Der Aufbau einer Lerngemeinschaft
Nachdem der Zirkus-Workshop in Barrio Mosconi war, ist er nach El Dique gezogen. El Dique ist ein weiterer armer Stadtteil im Bezirk Ensenada. Jetzt, da ich in beiden Stadtteilen gewesen bin, kann ich sagen, dass die Lebensbedingungen in El Dique noch dramatischer sind: illegal gebaut Häuser und überall verdreckte Straßen. Die Direktorin der Grundschule in Barrio Mosconi hatte uns schon davon erzählt und sie sagte auch, dass in El Dique viel mehr Menschen leben. Daher gibt es dort auch ein „Community Integration Center“ – ein Integrationszentrum, das die Regierung aufgebaut hat. Dort kümmert man sich um Gesundheitsfragen, soziale Entwicklung, Kunstprojekte, Bildung und Sport. Und dort haben dann auch unsere Zirkuskurse stattgefunden.
Ich denke, dass es wichtig ist über diese Orte zu sprechen. Ich denke oft, dass ich so leidenschaftlich gerne lerne, weil ich das Glück hatte, immer Anregungen zu bekommen und auch herausgefordert zu werden. Bei uns zu Hause hat es mir an Nichts gefehlt. Ich habe immer Unterstützung gefunden. Als ich mich das erste Mal mit den Mitarbeitern vom Integrationszentrum in El Dique unterhalten habe, haben sie mir davon berichtet, was ihre Aufgaben sind: Sie unterstützen die Kinder emotional, versuchen sie herauszufordern und dazu zu motivieren eine Ausbildung zu beginnen.

## Aufgabe 1
Bitte gib aus dem Textauszug den Abschnitt von „Ich denke, dass“ bis „Ausbildung zu beginnen.“ wortgetreu wieder.
## Aufgabe 2
Wer hat laut dem Textauszug das Integrationszentrum in El Dique aufgebaut?

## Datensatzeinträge
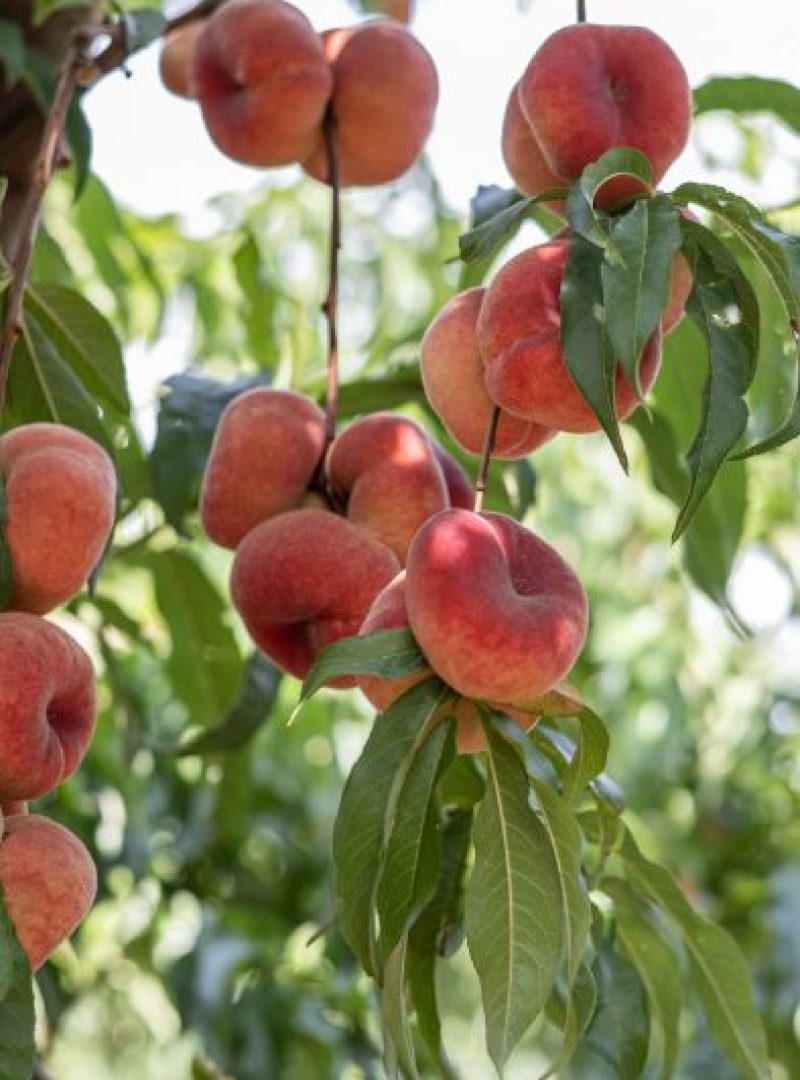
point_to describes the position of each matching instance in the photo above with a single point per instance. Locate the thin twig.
(486, 454)
(22, 252)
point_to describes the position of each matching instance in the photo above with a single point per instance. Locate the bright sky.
(152, 150)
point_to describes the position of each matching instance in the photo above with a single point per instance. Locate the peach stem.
(486, 454)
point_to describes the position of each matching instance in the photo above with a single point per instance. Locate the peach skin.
(389, 612)
(304, 579)
(452, 377)
(176, 62)
(590, 89)
(384, 469)
(262, 81)
(49, 883)
(266, 449)
(498, 613)
(46, 705)
(385, 91)
(60, 490)
(518, 332)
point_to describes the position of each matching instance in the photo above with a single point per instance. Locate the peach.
(262, 81)
(49, 882)
(265, 453)
(384, 469)
(521, 153)
(385, 91)
(46, 705)
(497, 611)
(304, 579)
(452, 376)
(389, 612)
(590, 89)
(176, 62)
(519, 337)
(60, 491)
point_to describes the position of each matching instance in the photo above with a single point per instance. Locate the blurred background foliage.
(211, 952)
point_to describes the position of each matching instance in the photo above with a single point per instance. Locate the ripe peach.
(384, 96)
(176, 62)
(590, 89)
(385, 470)
(452, 376)
(60, 491)
(46, 705)
(499, 615)
(262, 81)
(266, 449)
(304, 579)
(521, 153)
(389, 612)
(519, 337)
(49, 882)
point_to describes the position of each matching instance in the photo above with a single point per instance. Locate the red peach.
(304, 579)
(498, 613)
(49, 883)
(521, 153)
(60, 490)
(262, 81)
(46, 705)
(176, 62)
(452, 376)
(590, 89)
(519, 336)
(266, 449)
(385, 91)
(384, 469)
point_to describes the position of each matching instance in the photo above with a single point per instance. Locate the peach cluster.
(266, 80)
(586, 90)
(60, 493)
(317, 531)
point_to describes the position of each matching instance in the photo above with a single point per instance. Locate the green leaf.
(16, 1004)
(41, 387)
(586, 350)
(143, 26)
(567, 842)
(719, 971)
(748, 94)
(581, 213)
(203, 662)
(713, 537)
(619, 1031)
(590, 757)
(410, 868)
(643, 944)
(84, 339)
(12, 53)
(513, 910)
(366, 811)
(392, 653)
(188, 415)
(731, 355)
(253, 705)
(636, 283)
(394, 1010)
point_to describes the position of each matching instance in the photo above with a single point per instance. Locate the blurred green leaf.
(513, 912)
(747, 94)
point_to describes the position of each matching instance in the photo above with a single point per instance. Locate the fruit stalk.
(486, 454)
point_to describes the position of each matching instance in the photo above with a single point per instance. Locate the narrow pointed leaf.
(586, 351)
(719, 971)
(513, 914)
(648, 950)
(636, 283)
(366, 811)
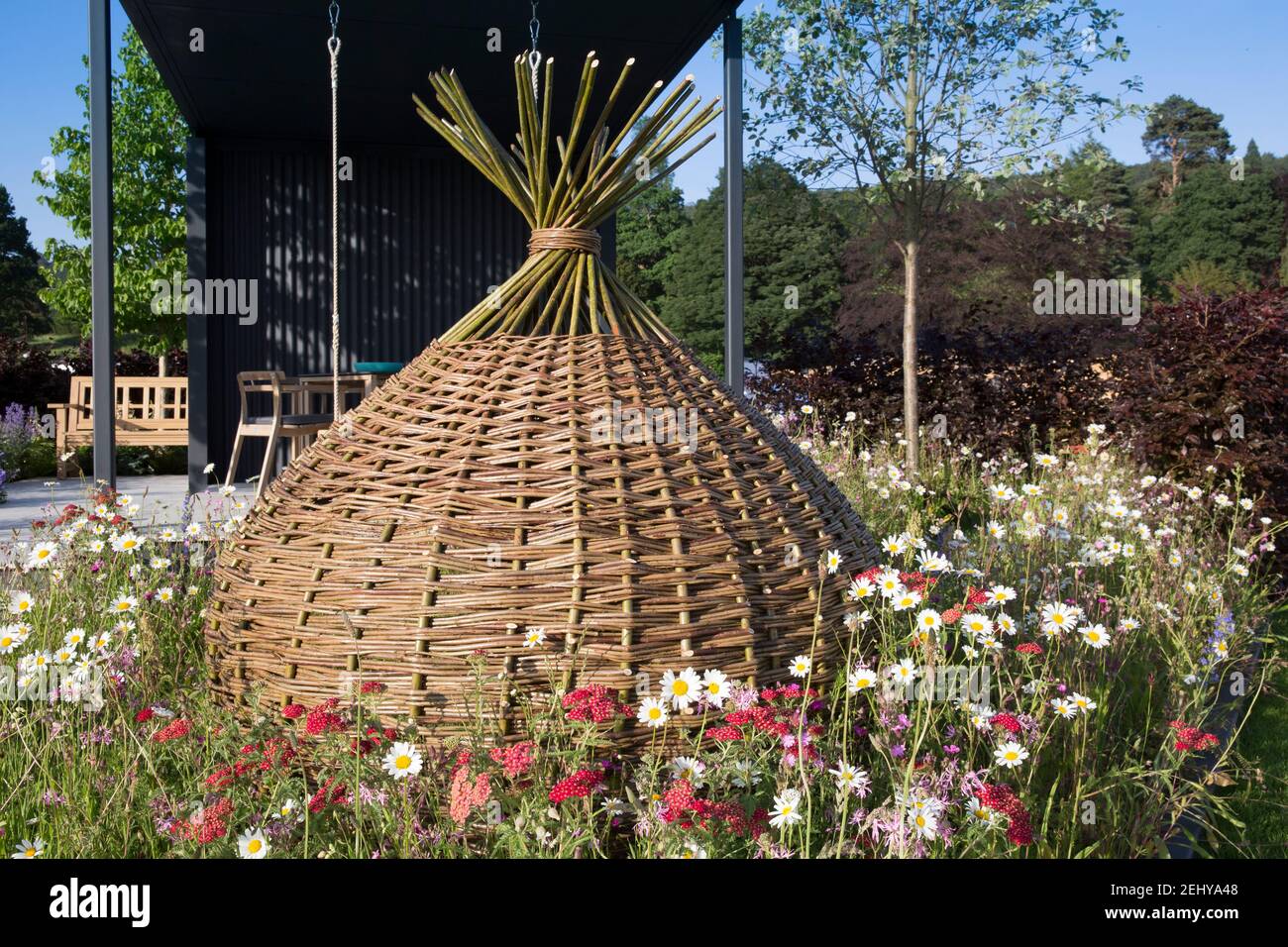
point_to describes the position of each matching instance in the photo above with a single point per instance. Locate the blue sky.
(1227, 55)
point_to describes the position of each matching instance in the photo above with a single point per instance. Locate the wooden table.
(303, 389)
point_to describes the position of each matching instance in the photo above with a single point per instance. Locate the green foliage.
(21, 311)
(1205, 277)
(793, 277)
(149, 232)
(1186, 136)
(1236, 224)
(651, 230)
(1094, 178)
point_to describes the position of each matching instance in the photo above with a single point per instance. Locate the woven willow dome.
(557, 462)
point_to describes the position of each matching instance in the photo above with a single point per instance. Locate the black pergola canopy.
(265, 68)
(421, 236)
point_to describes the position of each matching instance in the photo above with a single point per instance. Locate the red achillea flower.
(323, 719)
(209, 825)
(592, 702)
(256, 758)
(174, 731)
(514, 759)
(579, 785)
(1006, 722)
(326, 796)
(1192, 737)
(679, 805)
(1003, 799)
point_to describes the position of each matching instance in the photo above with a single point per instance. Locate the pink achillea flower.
(467, 796)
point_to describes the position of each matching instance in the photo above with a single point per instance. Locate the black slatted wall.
(424, 236)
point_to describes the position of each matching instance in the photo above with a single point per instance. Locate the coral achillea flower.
(1003, 799)
(514, 759)
(172, 731)
(592, 702)
(579, 785)
(1006, 722)
(467, 796)
(1192, 737)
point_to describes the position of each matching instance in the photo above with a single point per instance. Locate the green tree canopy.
(1235, 224)
(793, 247)
(649, 231)
(1184, 134)
(21, 309)
(149, 155)
(921, 99)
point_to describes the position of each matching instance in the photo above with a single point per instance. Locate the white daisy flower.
(682, 688)
(652, 712)
(1010, 754)
(252, 844)
(402, 761)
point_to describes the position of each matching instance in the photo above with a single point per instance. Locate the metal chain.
(334, 50)
(533, 55)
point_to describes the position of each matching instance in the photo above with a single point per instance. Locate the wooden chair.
(149, 412)
(271, 427)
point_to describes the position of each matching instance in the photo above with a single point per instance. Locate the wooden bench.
(150, 412)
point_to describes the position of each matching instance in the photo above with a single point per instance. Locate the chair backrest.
(142, 401)
(261, 382)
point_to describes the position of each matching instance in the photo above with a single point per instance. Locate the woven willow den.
(555, 462)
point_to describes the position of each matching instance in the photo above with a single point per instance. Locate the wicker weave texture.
(498, 486)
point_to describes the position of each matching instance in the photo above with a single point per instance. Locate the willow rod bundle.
(563, 286)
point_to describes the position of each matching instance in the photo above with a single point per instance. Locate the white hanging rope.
(334, 48)
(533, 55)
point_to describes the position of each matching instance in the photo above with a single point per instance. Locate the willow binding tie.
(566, 188)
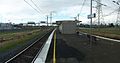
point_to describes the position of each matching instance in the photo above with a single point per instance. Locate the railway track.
(27, 55)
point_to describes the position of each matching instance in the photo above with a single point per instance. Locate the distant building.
(6, 26)
(67, 26)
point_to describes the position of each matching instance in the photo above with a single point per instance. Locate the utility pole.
(91, 22)
(118, 14)
(118, 17)
(51, 18)
(47, 20)
(78, 16)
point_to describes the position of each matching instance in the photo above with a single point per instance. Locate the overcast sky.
(18, 11)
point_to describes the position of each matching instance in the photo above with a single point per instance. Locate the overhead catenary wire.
(36, 6)
(32, 6)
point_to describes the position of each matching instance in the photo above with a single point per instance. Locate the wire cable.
(32, 7)
(36, 6)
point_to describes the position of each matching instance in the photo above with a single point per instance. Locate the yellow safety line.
(54, 50)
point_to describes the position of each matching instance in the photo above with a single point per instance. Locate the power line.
(36, 6)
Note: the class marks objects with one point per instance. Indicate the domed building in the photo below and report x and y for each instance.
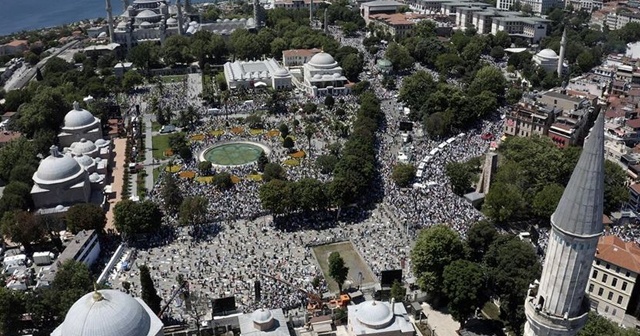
(377, 317)
(547, 59)
(59, 180)
(323, 76)
(109, 312)
(263, 322)
(78, 124)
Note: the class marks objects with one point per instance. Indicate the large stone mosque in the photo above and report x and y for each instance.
(156, 20)
(77, 174)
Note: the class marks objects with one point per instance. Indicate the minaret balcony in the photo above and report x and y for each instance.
(554, 322)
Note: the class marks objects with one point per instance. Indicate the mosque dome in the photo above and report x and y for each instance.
(83, 146)
(262, 319)
(322, 60)
(57, 167)
(78, 117)
(281, 73)
(106, 313)
(146, 14)
(84, 160)
(374, 314)
(548, 53)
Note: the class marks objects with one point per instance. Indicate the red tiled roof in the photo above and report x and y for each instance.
(615, 251)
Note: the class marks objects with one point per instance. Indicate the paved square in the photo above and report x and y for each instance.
(352, 259)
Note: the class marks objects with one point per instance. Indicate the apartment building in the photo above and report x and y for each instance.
(612, 286)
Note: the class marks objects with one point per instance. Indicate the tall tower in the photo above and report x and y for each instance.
(311, 13)
(180, 18)
(558, 307)
(109, 20)
(563, 47)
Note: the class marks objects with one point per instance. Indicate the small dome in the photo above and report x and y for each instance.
(56, 167)
(78, 117)
(548, 53)
(84, 160)
(322, 60)
(105, 313)
(84, 146)
(146, 14)
(374, 314)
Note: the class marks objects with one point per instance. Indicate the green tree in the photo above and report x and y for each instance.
(459, 176)
(132, 218)
(399, 57)
(288, 143)
(149, 294)
(480, 237)
(193, 210)
(512, 266)
(435, 248)
(85, 216)
(489, 79)
(615, 191)
(326, 163)
(403, 174)
(262, 161)
(273, 171)
(11, 314)
(398, 291)
(503, 202)
(171, 193)
(464, 283)
(222, 181)
(338, 271)
(204, 167)
(546, 200)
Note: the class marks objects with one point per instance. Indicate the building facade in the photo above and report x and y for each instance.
(557, 305)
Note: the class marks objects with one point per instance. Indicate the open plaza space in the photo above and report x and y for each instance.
(360, 274)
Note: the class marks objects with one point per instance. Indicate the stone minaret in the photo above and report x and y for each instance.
(558, 307)
(563, 47)
(180, 18)
(256, 13)
(109, 20)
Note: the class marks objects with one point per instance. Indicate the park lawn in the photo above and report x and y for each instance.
(160, 144)
(173, 78)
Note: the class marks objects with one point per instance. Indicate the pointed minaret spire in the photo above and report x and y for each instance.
(563, 47)
(180, 18)
(559, 306)
(109, 20)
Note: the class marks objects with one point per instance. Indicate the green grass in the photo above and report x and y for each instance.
(160, 143)
(352, 260)
(173, 78)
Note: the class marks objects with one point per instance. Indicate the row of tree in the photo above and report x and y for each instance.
(465, 274)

## Antwort 1
Ich denke, dass es wichtig ist über diese Orte zu sprechen. Ich denke oft, dass ich so leidenschaftlich gerne lerne, weil ich das Glück hatte, immer Anregungen zu bekommen und auch herausgefordert zu werden. Bei uns zu Hause hat es mir an Nichts gefehlt. Ich habe immer Unterstützung gefunden. Als ich mich das erste Mal mit den Mitarbeitern vom Integrationszentrum in El Dique unterhalten habe, haben sie mir davon berichtet, was ihre Aufgaben sind: Sie unterstützen die Kinder emotional, versuchen sie herauszufordern und dazu zu motivieren eine Ausbildung zu beginnen.

## Antwort 2
Die Regierung.